Exercise set ▸
#1 Using the passage about Averof Neofytou, answer each question on its own line:
(a) Which power grids would the Great Sea Interconnector link?
(b) In what month and year did Annita Demetriou respond to a question about Neofytou's possible candidacy?
(c) What term limit does the party statute set?
#2 Decide whether each statement agrees with the passage about Averof Neofytou. Answer yes or no, and quote the words from the passage that settle it.
(a) Annita Demetriou opposes the Great Sea Interconnector.
(b) Neofytou, Diplaros, and Georgiades plan to withdraw from political activity.
(c) The interconnector project was primarily developed during Anastasiades' presidency.
#3 Print the part of the passage about Averof Neofytou starting with "Prominent MPs Averof" and going on through "remain politically active.", without changing any of its words.

=== Excerpt provided ===

Neofytou also clashed with current DISY leader Annita Demetriou over the party's support for the Great Sea Interconnector, a planned HVDC interconnector between the Greek, Cypriot, and Israeli power grids. The project, primarily developed during the DISY-backed Anastasiades' presidency, has strong backing from DISY. However, Neofytou expressed strong disagreement about advancing energy projects before resolving the Cyprus problem and questioned whether the interconnection will actually reduce energy bills in Cyprus. This stance put him at odds with Demetriou, who strongly supports the project. In September 2024, when asked about Neofytou's potential candidacy for the 2028 presidential election—following his own expressed interest—Annita Demetriou responded that Neofytou had already been tested in 2023, and in light of the public's verdict, DISY should now move forward for the benefit of the country.

Prominent MPs Averof Neofytou, Efthymios Diplaros, and Harris Georgiades have announced that they will not seek re-election in the upcoming legislative election, in adherence to the party statute's 3-term-limit. However, they intend to remain politically active.

=== Dataset entries ===

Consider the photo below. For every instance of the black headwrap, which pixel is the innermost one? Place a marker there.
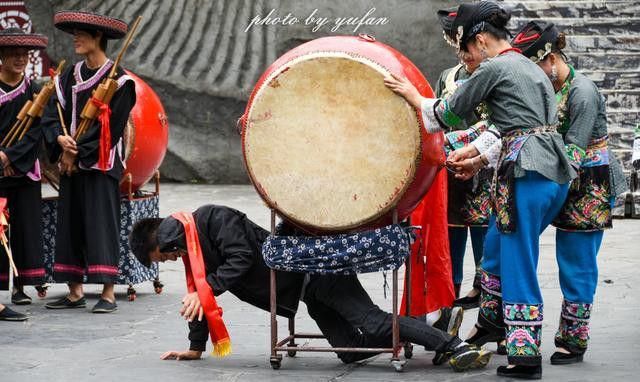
(472, 19)
(537, 39)
(446, 17)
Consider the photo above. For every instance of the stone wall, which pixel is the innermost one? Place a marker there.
(203, 65)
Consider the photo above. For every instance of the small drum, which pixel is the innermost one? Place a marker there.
(329, 146)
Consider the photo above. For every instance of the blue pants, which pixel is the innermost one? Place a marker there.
(576, 253)
(510, 268)
(458, 244)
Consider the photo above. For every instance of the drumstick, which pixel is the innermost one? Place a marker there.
(3, 237)
(64, 127)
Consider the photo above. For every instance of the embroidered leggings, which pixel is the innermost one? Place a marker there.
(510, 264)
(458, 244)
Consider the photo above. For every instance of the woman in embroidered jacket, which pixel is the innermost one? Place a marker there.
(468, 200)
(88, 238)
(533, 175)
(20, 181)
(587, 210)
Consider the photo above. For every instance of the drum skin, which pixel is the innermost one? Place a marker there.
(428, 158)
(146, 137)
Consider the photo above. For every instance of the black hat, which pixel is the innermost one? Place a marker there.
(17, 38)
(110, 27)
(473, 18)
(446, 18)
(536, 40)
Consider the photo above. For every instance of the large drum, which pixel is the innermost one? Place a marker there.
(329, 146)
(146, 137)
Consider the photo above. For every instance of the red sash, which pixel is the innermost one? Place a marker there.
(196, 281)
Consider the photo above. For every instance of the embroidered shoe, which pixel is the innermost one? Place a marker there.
(65, 303)
(521, 372)
(467, 357)
(7, 314)
(20, 298)
(104, 306)
(559, 358)
(468, 302)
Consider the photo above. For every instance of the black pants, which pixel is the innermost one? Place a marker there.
(25, 219)
(88, 229)
(346, 315)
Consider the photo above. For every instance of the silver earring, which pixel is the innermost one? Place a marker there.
(554, 74)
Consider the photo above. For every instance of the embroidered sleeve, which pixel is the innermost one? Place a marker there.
(636, 146)
(584, 105)
(492, 154)
(487, 139)
(575, 154)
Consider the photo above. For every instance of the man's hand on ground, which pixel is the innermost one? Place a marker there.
(187, 355)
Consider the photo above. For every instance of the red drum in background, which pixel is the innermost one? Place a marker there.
(328, 146)
(145, 139)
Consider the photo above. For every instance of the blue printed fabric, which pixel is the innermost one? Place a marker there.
(131, 271)
(381, 249)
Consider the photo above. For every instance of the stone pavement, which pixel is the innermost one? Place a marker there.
(126, 345)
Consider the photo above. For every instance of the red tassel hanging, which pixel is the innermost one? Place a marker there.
(104, 117)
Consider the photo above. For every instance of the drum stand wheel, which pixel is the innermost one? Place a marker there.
(398, 365)
(408, 350)
(42, 290)
(276, 361)
(157, 286)
(131, 293)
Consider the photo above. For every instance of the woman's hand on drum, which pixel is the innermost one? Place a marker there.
(67, 143)
(405, 88)
(467, 168)
(466, 152)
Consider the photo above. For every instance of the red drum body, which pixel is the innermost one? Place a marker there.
(329, 146)
(146, 137)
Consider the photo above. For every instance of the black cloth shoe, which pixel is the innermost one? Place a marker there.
(104, 306)
(521, 372)
(20, 298)
(501, 349)
(468, 357)
(483, 336)
(468, 302)
(559, 358)
(65, 303)
(7, 314)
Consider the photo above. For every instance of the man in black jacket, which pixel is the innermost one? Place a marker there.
(232, 250)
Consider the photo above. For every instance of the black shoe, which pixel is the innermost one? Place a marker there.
(521, 372)
(468, 357)
(65, 303)
(559, 358)
(501, 349)
(483, 336)
(450, 320)
(468, 302)
(7, 314)
(104, 306)
(20, 298)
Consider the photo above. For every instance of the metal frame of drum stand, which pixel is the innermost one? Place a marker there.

===

Task solutions ▸
#1
(a) The Greek, Cypriot, and Israeli power grids
(b) September 2024
(c) Three terms

#2
(a) No: "This stance put him at odds with Demetriou, who strongly supports the project."
(b) No: "However, they intend to remain politically active."
(c) Yes: "The project, primarily developed during the DISY-backed Anastasiades' presidency, has strong backing from DISY."

#3
Prominent MPs Averof Neofytou, Efthymios Diplaros, and Harris Georgiades have announced that they will not seek re-election in the upcoming legislative election, in adherence to the party statute's 3-term-limit. However, they intend to remain politically active.